>>

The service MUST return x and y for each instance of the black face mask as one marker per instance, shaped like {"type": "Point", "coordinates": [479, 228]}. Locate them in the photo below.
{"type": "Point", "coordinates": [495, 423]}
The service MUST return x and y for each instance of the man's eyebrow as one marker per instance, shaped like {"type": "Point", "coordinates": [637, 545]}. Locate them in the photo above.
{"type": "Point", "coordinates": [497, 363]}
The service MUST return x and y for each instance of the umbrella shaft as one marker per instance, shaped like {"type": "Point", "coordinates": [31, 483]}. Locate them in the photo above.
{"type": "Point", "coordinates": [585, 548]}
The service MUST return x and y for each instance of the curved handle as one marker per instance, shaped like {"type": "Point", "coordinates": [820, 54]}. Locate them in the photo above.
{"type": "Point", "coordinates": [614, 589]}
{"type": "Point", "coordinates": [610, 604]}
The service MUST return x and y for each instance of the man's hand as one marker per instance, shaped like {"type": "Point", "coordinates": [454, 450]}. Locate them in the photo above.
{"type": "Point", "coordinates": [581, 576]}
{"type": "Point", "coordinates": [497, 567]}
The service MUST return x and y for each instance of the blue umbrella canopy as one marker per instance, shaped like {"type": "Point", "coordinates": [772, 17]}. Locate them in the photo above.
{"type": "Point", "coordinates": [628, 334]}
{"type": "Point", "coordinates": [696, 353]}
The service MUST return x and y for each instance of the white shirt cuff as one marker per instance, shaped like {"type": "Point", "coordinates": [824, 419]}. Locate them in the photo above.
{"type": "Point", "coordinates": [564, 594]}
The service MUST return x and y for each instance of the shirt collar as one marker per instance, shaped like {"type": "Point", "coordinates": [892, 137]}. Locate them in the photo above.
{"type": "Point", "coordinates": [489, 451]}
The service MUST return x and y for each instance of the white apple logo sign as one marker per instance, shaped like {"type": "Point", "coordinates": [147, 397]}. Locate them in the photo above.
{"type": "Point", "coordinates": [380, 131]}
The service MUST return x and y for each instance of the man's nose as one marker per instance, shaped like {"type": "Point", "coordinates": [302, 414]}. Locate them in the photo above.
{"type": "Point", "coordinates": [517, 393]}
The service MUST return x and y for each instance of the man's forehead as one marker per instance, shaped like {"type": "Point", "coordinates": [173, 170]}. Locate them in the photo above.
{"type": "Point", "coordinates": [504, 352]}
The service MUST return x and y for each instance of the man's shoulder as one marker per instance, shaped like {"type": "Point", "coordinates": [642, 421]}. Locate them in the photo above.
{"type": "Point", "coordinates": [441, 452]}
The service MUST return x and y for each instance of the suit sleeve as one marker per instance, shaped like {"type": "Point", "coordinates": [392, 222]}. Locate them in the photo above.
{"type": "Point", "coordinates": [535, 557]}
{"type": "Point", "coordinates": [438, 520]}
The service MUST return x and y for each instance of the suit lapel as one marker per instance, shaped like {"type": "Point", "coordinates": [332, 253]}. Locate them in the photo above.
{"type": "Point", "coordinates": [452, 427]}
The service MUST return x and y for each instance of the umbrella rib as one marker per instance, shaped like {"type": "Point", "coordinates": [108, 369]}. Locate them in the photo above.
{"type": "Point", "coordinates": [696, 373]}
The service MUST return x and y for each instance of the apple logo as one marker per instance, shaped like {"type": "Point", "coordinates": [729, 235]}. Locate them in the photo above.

<<

WHAT YOU WILL DO: Repeat each entry above, matching every line exactly.

REPLY TO THE EXERCISE:
The service MUST return x and y for each instance of the black face mask as one marker per instance, shaped like {"type": "Point", "coordinates": [479, 228]}. Locate them in the photo below.
{"type": "Point", "coordinates": [495, 423]}
The service MUST return x and y for each instance of the man's eyebrow as one marker per instance, shaped like {"type": "Point", "coordinates": [637, 545]}. Locate them in the photo above.
{"type": "Point", "coordinates": [497, 363]}
The service MUST return x and y for each instance of the umbrella shaft as one marker per instance, shaped like {"type": "Point", "coordinates": [31, 483]}. Locate them in the photo above.
{"type": "Point", "coordinates": [585, 548]}
The service MUST return x and y for each instance of the curved handle as one marker per instance, shaped like {"type": "Point", "coordinates": [820, 54]}. Locate them in the photo above.
{"type": "Point", "coordinates": [614, 589]}
{"type": "Point", "coordinates": [610, 604]}
The service MUST return x and y for each instance of the man's hand as one marker per instance, shaped like {"type": "Point", "coordinates": [454, 450]}. Locate them in the photo above.
{"type": "Point", "coordinates": [581, 576]}
{"type": "Point", "coordinates": [497, 567]}
The service MUST return x and y for each instance of the blue umbrella canopy as one marker per instance, shaped like {"type": "Point", "coordinates": [772, 17]}. Locate them in the photo above.
{"type": "Point", "coordinates": [628, 334]}
{"type": "Point", "coordinates": [696, 353]}
The service MUST return x and y for each instance of the white shirt cuff as one marker per instance, shaped like {"type": "Point", "coordinates": [824, 419]}. Locate them in the photo above.
{"type": "Point", "coordinates": [564, 594]}
The service MUST return x and y for each instance of the shirt collar as one marker per instance, shaped like {"type": "Point", "coordinates": [892, 137]}. Locate them in the photo above.
{"type": "Point", "coordinates": [489, 451]}
The service MUST return x and y for each instance of the white apple logo sign as one marker per instance, shaped like {"type": "Point", "coordinates": [147, 397]}. Locate them in the photo above.
{"type": "Point", "coordinates": [380, 131]}
The service MUST return x and y for each instance of the man's nose as one marker per instance, shaped like {"type": "Point", "coordinates": [302, 414]}. Locate them in the photo above.
{"type": "Point", "coordinates": [517, 393]}
The service MUST return x and y for each instance of the man's forehead as one marker per instance, shaped like {"type": "Point", "coordinates": [173, 170]}. Locate them in the photo above.
{"type": "Point", "coordinates": [504, 352]}
The service MUST return x and y for each instance of the man's shoulder as one marker per instance, shaped like {"type": "Point", "coordinates": [642, 421]}. Locate them in the photo above.
{"type": "Point", "coordinates": [441, 452]}
The service MUST return x and y for each instance of the suit sleeve as one marker per instance, shaped like {"type": "Point", "coordinates": [392, 222]}. Locate them in the photo above.
{"type": "Point", "coordinates": [535, 557]}
{"type": "Point", "coordinates": [438, 520]}
The service MUST return x and y for each instance of the suit lapel as one marker per instance, shaped like {"type": "Point", "coordinates": [332, 253]}. Locate them in the photo above.
{"type": "Point", "coordinates": [452, 427]}
The service MUST return x and y for each instance of the umbrella rib as one marker per instance, shaped like {"type": "Point", "coordinates": [108, 369]}. Locate them in the photo above.
{"type": "Point", "coordinates": [696, 373]}
The service MUST return x and y for each instance of the apple logo as one marker per instance, shaped like {"type": "Point", "coordinates": [729, 235]}. Locate them in the photo above.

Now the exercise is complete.